Passage shown -
- - - - -

Why is the answer so small? Because the disease is rare. Out of 100000 people, only about 100 have it (99 of whom test positive), while the other 99900 are healthy — and 5% of those, nearly 5000 people, also test positive by sheer error. So among everyone who tests positive, the true cases (99) are vastly outnumbered by the false alarms (about 5000). Your positive test is real information — it raised your probability from 0.1% to about 1.9%, nearly a twentyfold jump — but it lands you nowhere near certainty, because the small prior anchors the posterior down. This anchoring effect is exactly the base-rate fallacy when people ignore it.
The odds form: updating made effortless
There is a cleaner way to run an update that strips away the annoying denominator. Instead of probabilities, work in odds — the ratio of a hypothesis being true to it being false. In odds form, Bayes' theorem becomes a simple multiplication: posterior odds = prior odds * likelihood ratio. The likelihood ratio is P(B given A) / P(B given not A), how much more probable the evidence is under the hypothesis than against it. The normalizing P(B) cancels out entirely because it appears identically in the numerator and denominator of the two competing hypotheses.
Odds form (no denominator needed): posterior odds = prior odds * likelihood ratio Medical test redone in odds: prior odds of disease = 0.001 / 0.999 ~= 1 : 999 likelihood ratio = 0.99 / 0.05 = 19.8 posterior odds = 19.8 / 999 ~= 1 : 50.5 posterior probability = 1 / (1 + 50.5) ~= 0.0194 (same 1.9%)
The odds form makes a deep idea visible: belief updating is multiplicative and accumulates. If a second independent test also comes back positive, you do not start over — you take the posterior odds from the first test as the new prior odds and multiply by the likelihood ratio again. Today's posterior becomes tomorrow's prior. This is the engine behind Bayesian inference: evidence arrives in pieces, and each piece nudges your odds up or down by its likelihood ratio. A likelihood ratio above 1 supports the hypothesis, below 1 argues against it, and exactly 1 means the evidence is uninformative and leaves your belief unchanged.
Honest caveats: garbage priors, and what "belief" means
Bayes' theorem is a theorem — it is exactly true, a rearrangement of definitions, with no approximation hiding inside it. But its output is only as trustworthy as its inputs. If your prior is badly chosen or your likelihoods are wrong, the posterior will be confidently wrong: garbage in, garbage out. The formula is an honest bookkeeper, not an oracle. It tells you how to combine a prior and evidence coherently; it cannot tell you that your prior was sensible in the first place. Where the prior comes from — a known base rate, a previous experiment, or a frank judgement call — is a real modelling decision you must own.
There is also a quiet philosophical commitment worth naming. To put a prior probability on a hypothesis like "this coin is biased", you are treating probability as a degree of belief, not just a long-run frequency. A strict frequentist would object that the coin either is or is not biased — there is no repeatable experiment in which the hypothesis is true 30% of the time. This is the conditional-probability machinery applied to beliefs, and the base rate discipline keeps it grounded. The two viewpoints often agree on numbers when data is plentiful and disagree most when data is scarce and the prior does heavy lifting; neither is universally "correct", and being clear about which one you are using is part of being honest.

- - - - -

Directions -
1. What likelihood ratio does the Bayes' theorem passage compute for the medical test in odds form?
2. Repeat word for word the stretch of the Bayes' theorem passage that opens with "The odds form makes" and closes with "your belief unchanged.".

- - - - -

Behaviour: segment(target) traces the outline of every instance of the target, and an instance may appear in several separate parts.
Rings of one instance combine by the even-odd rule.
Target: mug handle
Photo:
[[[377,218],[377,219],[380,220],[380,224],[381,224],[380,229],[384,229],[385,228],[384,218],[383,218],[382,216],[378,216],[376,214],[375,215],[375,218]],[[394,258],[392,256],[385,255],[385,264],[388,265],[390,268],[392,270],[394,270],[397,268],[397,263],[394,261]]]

- - - - -

Outputs by task -
1. 19.8 (0.99 / 0.05)

2.
The odds form makes a deep idea visible: belief updating is multiplicative and accumulates. If a second independent test also comes back positive, you do not start over — you take the posterior odds from the first test as the new prior odds and multiply by the likelihood ratio again. Today's posterior becomes tomorrow's prior. This is the engine behind Bayesian inference: evidence arrives in pieces, and each piece nudges your odds up or down by its likelihood ratio. A likelihood ratio above 1 supports the hypothesis, below 1 argues against it, and exactly 1 means the evidence is uninformative and leaves your belief unchanged.